* Start Material for this task *
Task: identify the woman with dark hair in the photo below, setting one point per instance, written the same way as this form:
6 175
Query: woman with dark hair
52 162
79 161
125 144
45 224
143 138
* End Material for this task *
### Stated task
Rewrite all the rows above in full, multiplying only the x and y coordinates in the answers by 1.7 and rounding each result to a whole number, with halves rounded up.

### Solution to this problem
Task: identify the woman with dark hair in the photo below, setting one point per instance, written the same way as this form:
6 175
Query: woman with dark hair
88 275
134 274
213 245
77 381
243 235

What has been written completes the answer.